— Record set —
--
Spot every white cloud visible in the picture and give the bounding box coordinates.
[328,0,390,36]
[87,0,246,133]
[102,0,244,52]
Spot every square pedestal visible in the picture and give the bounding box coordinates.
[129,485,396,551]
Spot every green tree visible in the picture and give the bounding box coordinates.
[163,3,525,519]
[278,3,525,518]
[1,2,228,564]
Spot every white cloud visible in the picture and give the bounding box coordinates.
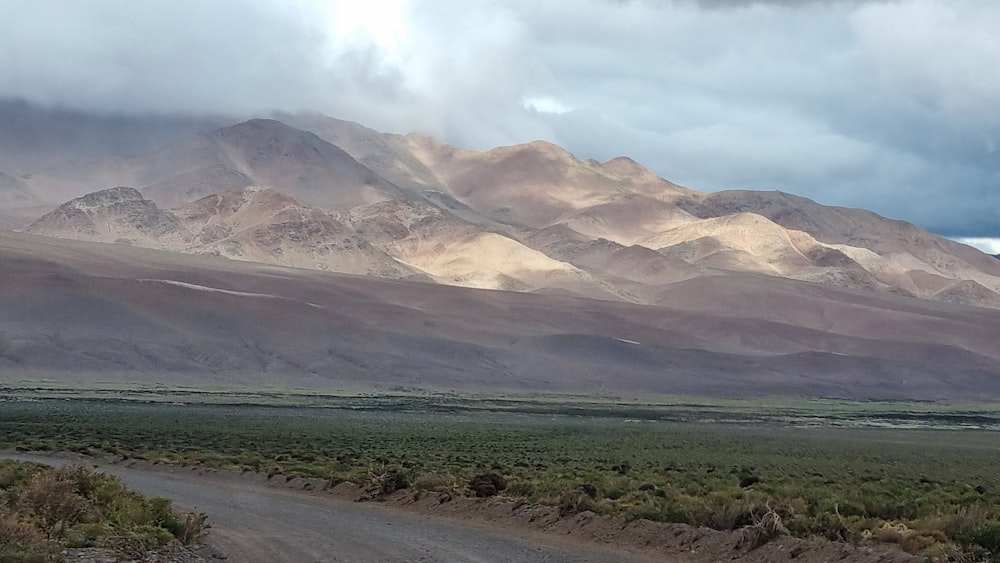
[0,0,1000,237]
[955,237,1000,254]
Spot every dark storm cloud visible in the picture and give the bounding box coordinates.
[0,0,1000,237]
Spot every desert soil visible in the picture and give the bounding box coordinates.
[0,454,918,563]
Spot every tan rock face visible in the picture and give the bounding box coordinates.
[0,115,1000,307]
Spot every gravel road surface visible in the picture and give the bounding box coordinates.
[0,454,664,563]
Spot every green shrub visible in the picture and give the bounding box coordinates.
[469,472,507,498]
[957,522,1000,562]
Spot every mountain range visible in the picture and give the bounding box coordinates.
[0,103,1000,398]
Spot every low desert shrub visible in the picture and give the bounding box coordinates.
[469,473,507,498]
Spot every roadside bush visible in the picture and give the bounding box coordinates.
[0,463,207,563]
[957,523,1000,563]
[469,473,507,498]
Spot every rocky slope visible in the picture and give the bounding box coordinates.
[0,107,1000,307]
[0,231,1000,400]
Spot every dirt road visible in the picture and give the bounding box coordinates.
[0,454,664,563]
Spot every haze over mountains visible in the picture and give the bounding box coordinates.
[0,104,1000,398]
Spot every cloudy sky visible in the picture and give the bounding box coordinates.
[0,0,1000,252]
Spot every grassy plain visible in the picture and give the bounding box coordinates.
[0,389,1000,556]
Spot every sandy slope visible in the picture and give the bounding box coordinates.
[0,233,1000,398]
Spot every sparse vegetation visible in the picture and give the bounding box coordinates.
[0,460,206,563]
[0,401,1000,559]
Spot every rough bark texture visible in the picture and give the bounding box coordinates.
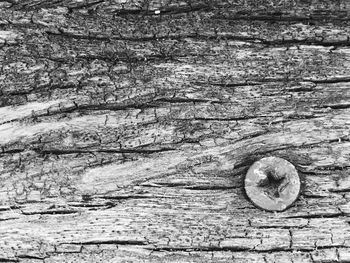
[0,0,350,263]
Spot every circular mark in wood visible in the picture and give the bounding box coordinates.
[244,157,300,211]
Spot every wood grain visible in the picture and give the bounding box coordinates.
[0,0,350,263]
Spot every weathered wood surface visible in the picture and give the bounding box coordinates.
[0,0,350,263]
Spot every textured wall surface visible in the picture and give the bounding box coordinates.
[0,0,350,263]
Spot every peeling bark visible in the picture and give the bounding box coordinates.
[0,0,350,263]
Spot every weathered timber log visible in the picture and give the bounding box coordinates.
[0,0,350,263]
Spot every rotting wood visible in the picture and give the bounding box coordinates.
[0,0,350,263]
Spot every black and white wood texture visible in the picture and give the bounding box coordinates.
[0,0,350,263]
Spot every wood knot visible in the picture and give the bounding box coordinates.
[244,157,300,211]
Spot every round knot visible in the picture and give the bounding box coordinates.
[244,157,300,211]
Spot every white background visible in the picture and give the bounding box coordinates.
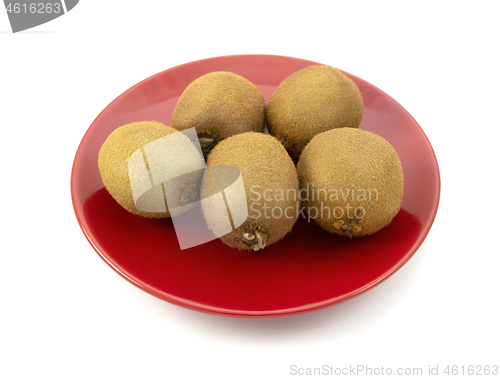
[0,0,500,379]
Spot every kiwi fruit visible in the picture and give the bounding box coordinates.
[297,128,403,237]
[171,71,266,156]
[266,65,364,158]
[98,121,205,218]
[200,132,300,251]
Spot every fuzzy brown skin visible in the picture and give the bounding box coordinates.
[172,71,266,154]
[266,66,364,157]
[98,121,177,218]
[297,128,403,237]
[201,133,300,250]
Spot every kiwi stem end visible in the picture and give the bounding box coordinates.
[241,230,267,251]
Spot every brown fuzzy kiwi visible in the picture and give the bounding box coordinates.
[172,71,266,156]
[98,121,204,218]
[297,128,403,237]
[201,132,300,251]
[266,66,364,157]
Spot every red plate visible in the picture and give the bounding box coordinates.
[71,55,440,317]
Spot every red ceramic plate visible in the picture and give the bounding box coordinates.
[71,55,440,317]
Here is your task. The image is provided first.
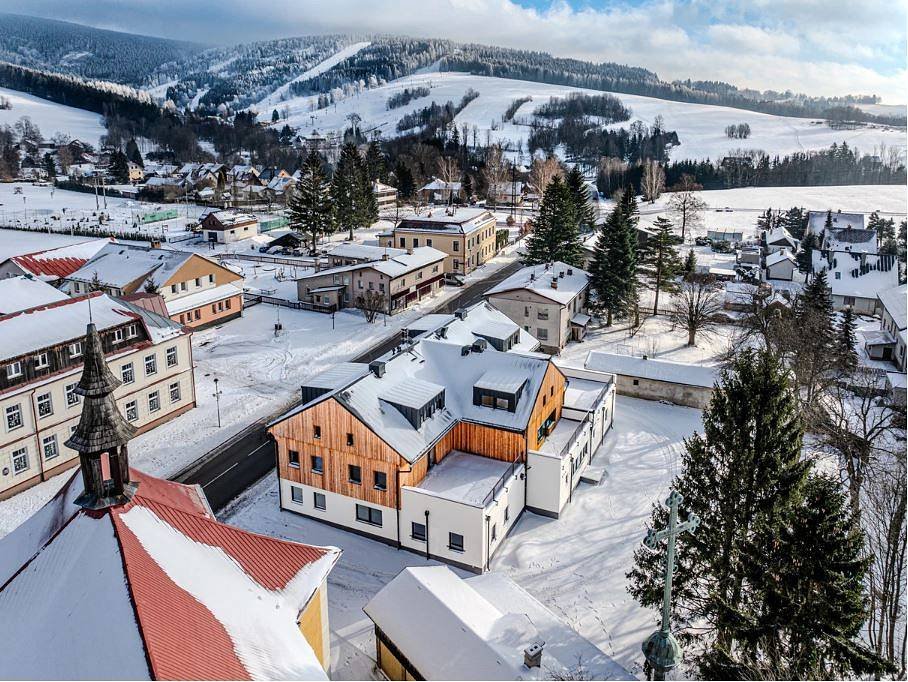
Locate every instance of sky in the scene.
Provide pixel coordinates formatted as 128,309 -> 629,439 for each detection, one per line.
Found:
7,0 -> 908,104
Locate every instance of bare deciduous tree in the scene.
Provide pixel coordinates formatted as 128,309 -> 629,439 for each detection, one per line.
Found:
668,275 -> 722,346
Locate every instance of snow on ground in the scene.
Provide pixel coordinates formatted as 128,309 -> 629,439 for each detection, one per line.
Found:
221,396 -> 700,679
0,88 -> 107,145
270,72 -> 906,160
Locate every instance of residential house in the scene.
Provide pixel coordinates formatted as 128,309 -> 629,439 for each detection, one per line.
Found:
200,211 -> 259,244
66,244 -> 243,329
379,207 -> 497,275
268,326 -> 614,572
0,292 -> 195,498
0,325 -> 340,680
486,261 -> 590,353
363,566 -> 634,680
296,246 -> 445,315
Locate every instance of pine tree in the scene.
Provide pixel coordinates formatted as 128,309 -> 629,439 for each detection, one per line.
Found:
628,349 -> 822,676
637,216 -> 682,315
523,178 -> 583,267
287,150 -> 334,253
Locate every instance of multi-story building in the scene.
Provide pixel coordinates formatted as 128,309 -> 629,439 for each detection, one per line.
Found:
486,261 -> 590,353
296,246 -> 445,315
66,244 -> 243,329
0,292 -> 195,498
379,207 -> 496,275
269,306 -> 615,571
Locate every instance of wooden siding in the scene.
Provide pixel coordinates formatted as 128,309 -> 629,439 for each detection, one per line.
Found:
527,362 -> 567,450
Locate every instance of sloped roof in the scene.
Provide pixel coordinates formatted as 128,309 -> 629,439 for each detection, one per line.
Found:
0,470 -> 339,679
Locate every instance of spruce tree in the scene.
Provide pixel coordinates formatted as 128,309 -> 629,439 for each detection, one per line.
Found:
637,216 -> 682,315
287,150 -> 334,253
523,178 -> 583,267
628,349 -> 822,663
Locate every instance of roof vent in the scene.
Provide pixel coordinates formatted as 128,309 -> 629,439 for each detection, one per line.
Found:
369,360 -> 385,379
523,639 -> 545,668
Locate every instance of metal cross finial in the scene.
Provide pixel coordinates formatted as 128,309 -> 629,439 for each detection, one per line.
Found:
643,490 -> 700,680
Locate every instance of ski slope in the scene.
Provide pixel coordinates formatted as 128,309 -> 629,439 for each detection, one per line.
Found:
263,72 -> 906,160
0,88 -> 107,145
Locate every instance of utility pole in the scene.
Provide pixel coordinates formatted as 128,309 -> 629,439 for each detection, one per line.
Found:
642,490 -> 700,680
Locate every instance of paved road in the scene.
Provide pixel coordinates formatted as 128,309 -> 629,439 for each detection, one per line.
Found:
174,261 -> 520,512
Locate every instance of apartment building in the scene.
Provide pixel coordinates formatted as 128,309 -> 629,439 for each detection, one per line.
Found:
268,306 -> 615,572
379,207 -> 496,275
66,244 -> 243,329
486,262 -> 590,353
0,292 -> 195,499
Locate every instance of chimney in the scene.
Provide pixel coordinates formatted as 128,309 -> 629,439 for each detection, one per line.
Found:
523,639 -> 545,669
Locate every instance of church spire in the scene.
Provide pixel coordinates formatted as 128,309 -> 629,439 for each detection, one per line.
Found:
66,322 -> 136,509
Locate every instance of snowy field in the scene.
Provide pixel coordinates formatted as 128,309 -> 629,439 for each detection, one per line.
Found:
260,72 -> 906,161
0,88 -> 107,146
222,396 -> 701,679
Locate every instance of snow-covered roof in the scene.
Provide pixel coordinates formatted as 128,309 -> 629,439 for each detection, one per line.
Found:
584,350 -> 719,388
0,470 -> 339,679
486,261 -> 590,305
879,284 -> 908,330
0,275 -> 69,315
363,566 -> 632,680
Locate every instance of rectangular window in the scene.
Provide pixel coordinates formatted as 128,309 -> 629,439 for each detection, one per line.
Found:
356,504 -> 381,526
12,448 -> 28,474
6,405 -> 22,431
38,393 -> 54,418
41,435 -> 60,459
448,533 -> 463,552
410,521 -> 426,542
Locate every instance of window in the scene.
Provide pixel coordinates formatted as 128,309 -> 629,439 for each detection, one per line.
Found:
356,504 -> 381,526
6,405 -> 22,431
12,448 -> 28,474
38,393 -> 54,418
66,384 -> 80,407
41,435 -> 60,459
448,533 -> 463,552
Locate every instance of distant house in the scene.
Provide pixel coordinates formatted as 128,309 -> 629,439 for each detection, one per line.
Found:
--
— Given exercise —
Copy the items verbatim, starting at the line containing "Spot every dark" and ending at the line containing "[0,103,1000,398]".

— Answer for the task —
Spot every dark storm cloud visible in the picture and give the bounding box coordinates.
[0,0,1000,237]
Spot every desert soil visible in the picture and give the bounding box coordinates.
[0,454,918,563]
Spot every tan rock face visible in the picture and give the bounding box coordinates.
[0,115,1000,307]
Spot every gravel road surface visible in the picture and give the bounding box coordinates.
[0,454,664,563]
Spot every green shrub visible in the picture and give the bounding box coordinates.
[469,472,507,498]
[957,522,1000,562]
Spot every mountain range visible in the picture and give the bounding box coordinates.
[0,103,1000,398]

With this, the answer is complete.